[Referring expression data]
- Opening Delimiter -

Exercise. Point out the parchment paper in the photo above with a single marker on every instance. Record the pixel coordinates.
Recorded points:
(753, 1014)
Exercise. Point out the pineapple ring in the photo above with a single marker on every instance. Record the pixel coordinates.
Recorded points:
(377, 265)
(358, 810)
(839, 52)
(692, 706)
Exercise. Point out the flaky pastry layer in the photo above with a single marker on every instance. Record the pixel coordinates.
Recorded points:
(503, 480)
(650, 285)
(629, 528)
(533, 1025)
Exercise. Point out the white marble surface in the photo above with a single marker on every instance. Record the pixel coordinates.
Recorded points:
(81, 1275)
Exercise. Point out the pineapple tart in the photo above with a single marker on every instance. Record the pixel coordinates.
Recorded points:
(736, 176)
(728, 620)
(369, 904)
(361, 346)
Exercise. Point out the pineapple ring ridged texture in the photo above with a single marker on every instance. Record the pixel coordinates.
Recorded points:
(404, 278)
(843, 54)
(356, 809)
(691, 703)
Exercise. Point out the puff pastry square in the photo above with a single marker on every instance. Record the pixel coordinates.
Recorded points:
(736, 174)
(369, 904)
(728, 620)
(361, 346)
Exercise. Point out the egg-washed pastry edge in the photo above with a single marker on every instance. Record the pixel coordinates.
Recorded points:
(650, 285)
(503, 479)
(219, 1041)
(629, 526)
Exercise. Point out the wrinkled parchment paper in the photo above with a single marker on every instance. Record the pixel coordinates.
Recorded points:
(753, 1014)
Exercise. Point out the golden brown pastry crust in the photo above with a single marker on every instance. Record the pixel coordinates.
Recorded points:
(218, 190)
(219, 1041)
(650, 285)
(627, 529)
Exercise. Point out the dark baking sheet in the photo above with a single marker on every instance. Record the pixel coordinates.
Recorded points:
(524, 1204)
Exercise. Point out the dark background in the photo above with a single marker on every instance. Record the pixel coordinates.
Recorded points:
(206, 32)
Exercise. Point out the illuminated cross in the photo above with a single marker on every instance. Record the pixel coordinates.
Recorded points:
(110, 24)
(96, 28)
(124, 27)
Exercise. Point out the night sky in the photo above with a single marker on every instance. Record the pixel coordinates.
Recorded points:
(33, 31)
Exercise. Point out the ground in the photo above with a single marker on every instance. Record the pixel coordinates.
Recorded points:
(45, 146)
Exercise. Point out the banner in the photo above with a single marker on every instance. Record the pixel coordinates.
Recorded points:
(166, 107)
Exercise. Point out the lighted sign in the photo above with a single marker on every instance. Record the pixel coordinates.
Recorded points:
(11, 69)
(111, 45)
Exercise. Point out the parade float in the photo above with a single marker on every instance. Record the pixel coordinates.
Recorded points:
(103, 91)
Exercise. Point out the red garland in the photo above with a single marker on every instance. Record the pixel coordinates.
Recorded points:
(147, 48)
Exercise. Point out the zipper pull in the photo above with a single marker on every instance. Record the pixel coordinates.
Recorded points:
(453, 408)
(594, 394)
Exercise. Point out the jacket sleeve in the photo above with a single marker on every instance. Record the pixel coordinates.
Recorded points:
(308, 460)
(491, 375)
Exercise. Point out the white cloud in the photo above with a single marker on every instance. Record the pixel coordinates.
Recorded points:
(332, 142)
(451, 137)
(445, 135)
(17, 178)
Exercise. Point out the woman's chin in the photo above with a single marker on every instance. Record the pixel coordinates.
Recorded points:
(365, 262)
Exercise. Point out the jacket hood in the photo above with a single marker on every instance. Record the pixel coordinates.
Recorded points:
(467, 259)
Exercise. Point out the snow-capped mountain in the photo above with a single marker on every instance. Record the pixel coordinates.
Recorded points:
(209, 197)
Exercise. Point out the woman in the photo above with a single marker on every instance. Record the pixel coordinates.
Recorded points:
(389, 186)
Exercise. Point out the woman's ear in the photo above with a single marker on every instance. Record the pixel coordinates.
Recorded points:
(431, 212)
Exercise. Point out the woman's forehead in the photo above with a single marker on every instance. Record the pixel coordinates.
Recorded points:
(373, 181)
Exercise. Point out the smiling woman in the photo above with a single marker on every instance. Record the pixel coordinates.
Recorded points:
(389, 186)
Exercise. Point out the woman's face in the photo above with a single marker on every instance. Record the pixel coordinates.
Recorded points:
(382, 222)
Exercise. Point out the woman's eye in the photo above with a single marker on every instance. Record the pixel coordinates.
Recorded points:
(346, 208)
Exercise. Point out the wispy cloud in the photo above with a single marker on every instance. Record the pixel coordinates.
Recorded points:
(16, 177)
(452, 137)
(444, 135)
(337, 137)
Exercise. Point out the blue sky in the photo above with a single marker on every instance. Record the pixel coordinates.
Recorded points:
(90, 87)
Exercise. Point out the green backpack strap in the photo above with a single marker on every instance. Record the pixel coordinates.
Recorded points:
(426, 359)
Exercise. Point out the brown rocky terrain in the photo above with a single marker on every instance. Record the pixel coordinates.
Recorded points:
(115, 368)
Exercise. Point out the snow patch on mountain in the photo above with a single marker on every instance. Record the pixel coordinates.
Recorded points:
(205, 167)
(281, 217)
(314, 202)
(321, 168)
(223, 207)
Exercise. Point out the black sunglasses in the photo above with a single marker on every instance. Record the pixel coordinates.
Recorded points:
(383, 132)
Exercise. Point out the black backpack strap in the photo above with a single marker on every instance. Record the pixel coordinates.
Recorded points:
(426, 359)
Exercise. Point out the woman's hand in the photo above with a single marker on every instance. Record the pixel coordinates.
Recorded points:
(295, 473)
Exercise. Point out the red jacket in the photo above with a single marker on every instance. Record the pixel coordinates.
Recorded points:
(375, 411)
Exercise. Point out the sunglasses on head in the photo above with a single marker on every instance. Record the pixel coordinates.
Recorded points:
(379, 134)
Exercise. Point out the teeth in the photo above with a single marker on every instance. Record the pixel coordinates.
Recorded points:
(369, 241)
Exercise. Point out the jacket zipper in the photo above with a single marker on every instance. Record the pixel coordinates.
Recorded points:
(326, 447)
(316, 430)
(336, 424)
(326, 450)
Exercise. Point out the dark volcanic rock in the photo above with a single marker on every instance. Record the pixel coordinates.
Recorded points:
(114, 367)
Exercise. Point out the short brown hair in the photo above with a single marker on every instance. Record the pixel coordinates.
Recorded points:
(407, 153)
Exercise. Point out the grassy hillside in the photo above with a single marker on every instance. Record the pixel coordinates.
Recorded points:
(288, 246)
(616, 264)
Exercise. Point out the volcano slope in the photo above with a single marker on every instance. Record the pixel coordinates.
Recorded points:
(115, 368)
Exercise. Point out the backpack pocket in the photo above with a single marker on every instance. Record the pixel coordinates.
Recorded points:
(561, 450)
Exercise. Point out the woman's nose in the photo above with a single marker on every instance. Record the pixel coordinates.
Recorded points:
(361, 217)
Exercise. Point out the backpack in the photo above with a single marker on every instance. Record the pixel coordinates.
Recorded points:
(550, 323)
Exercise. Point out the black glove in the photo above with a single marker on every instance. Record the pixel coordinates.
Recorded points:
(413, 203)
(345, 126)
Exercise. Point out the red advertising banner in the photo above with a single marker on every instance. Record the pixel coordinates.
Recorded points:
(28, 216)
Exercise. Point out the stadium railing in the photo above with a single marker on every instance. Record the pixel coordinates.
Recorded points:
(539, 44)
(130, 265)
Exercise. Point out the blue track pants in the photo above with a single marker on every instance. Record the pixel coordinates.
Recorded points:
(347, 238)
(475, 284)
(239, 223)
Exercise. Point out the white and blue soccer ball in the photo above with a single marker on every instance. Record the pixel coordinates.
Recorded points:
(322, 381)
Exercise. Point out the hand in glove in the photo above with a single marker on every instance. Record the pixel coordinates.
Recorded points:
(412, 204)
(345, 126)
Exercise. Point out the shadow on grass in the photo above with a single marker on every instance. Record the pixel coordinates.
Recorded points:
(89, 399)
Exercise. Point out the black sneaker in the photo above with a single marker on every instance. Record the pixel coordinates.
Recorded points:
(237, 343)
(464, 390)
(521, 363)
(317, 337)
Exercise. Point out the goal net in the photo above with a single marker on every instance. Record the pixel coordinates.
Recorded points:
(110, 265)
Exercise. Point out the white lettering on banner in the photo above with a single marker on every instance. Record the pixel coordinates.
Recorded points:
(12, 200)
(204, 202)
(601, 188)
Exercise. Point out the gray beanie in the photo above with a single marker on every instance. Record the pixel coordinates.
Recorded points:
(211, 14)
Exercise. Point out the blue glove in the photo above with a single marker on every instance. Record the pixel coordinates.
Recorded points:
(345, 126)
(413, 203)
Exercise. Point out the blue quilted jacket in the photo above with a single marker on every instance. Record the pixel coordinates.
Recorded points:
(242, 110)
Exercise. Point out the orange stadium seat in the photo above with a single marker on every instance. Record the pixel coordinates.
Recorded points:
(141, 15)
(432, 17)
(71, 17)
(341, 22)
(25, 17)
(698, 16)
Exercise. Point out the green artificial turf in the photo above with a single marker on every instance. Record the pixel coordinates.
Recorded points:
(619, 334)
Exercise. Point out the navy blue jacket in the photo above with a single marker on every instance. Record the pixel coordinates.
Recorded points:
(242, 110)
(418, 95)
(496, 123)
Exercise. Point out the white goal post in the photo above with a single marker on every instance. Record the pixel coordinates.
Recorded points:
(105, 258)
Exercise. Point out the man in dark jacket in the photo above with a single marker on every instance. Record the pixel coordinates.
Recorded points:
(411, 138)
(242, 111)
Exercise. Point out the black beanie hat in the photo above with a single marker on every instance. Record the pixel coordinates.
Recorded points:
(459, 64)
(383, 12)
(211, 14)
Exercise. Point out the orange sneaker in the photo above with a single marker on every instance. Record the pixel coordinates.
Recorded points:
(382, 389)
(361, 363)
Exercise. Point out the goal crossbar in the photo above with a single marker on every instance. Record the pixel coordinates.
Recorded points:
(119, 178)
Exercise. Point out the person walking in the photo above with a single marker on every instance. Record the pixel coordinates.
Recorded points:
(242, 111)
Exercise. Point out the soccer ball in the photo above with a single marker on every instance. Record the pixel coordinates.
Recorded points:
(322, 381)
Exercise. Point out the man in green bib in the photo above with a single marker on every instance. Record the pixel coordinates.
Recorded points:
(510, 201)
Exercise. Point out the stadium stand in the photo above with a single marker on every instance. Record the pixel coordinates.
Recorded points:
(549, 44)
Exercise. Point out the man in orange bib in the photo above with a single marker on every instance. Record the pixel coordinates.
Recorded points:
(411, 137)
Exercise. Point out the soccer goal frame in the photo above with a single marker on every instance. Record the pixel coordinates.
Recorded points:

- Closing Delimiter -

A single number is required: the count of lines in the entries that include the word "sunglasses".

--- Response to the task ---
2